#### [OBJECTIVE]
Switch "cleared grassy area" to "open meadow" in the part of the records that begins with the line containing "Q: Point to the dense" and runs through the end of the records. Reproduce only that part, with everything else unchanged.

#### [RECORDS FOR THIS TASK]
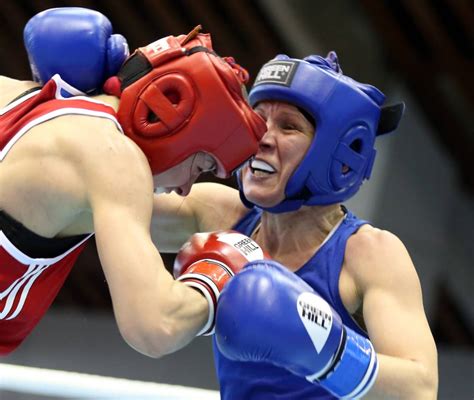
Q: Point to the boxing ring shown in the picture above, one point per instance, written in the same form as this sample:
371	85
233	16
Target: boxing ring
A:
73	385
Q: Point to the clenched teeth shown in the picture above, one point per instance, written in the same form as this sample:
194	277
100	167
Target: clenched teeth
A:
259	165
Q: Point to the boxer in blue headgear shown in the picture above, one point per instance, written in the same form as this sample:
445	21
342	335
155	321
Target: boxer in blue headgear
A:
338	312
324	319
347	118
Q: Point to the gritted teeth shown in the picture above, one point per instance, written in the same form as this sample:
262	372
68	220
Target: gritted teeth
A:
259	165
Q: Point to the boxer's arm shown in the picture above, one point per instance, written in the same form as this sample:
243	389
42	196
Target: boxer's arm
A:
394	316
156	315
208	207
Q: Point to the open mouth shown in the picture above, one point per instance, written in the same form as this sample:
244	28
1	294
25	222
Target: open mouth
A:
261	168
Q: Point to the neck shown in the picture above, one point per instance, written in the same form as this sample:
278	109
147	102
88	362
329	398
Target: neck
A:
110	100
295	236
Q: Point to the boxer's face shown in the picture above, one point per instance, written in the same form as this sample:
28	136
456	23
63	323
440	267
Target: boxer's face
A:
282	148
181	177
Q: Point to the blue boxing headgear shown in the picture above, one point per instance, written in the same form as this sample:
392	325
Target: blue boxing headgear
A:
348	116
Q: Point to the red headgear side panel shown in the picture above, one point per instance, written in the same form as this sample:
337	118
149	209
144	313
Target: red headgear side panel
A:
183	99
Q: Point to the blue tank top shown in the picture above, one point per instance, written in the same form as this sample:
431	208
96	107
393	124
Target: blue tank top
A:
263	381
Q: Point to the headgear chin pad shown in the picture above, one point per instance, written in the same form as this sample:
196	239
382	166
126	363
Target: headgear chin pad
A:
346	115
178	97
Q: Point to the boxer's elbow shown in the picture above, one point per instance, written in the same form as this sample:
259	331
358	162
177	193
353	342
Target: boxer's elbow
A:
153	338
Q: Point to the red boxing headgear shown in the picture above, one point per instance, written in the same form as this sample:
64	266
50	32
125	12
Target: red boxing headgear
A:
178	97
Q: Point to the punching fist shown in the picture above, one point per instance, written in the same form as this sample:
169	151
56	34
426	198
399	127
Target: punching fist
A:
76	43
208	260
266	313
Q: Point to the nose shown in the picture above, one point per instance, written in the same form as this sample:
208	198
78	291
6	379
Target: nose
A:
268	139
184	189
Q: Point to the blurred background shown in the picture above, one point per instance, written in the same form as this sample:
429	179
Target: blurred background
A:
421	189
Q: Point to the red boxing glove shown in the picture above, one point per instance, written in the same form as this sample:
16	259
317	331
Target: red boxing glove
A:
208	260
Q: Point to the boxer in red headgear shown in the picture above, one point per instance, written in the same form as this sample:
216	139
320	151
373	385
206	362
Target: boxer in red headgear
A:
177	95
67	171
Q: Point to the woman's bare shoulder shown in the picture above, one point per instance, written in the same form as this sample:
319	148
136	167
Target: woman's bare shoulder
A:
11	88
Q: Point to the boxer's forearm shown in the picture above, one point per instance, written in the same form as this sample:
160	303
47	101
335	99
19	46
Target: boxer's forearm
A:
181	314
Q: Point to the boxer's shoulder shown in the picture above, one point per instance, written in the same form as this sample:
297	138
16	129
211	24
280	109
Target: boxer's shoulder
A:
12	88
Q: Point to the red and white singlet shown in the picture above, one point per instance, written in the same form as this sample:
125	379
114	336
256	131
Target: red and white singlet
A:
29	285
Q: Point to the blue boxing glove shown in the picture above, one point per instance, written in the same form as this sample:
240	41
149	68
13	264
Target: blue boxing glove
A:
302	333
76	43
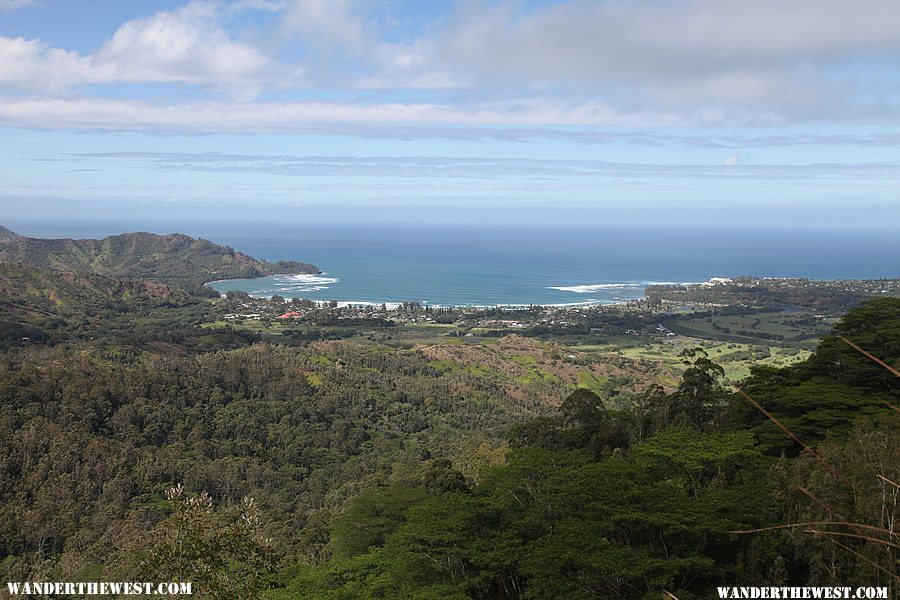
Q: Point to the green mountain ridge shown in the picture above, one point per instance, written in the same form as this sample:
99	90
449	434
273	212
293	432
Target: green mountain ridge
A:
174	259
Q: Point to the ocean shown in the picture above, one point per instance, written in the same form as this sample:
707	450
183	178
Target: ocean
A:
494	264
513	266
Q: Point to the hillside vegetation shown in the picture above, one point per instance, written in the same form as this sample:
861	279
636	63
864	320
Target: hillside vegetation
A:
174	259
443	472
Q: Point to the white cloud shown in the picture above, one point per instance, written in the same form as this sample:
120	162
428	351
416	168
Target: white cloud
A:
187	45
617	62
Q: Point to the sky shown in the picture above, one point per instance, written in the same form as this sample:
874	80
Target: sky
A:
664	113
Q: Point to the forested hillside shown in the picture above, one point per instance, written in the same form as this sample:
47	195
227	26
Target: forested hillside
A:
173	259
443	472
596	503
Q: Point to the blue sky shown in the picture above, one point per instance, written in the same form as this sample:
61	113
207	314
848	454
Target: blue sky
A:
663	113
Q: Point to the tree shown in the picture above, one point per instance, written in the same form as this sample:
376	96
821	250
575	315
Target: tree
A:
700	389
224	557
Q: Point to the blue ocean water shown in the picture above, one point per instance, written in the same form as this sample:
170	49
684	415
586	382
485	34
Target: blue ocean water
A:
506	266
497	264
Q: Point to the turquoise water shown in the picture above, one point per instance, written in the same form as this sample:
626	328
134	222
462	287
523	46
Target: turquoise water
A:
495	264
492	265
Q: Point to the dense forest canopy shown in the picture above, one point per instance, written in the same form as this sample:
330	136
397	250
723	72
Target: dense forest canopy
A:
175	258
381	473
145	437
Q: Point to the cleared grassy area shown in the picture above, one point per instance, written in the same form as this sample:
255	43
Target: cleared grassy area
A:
791	328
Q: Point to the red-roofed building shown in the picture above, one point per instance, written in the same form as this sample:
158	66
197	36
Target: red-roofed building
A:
289	315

#### [THE RESULT]
Q: Point to the dense forest canopy shown in the picture above, one point per instance, written in the same form as this sample:
330	136
397	250
723	72
Target: dense forest canopy
A:
175	258
381	473
145	437
Q: Point to the open meadow shown in the picture above, one point per instance, written in the same form as this sample:
255	43
Target: open meadow
A:
791	328
Q: Point to the red-roofed building shown in the picture above, one point per instance, written in the same form as this sample:
158	66
197	36
Target: red-roofed building
A:
289	315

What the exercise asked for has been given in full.